WHAT THE EXERCISE ASKS »
Format the lines below as a numbered list, leaving out any blank lines.

TASK DATA »
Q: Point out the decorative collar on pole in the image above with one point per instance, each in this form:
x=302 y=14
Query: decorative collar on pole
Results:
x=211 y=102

OUTPUT BELOW »
1. Q: Point out the decorative collar on pole in the image above with one point per instance, each in this form:
2. x=302 y=14
3. Query: decorative collar on pole
4. Results:
5. x=211 y=102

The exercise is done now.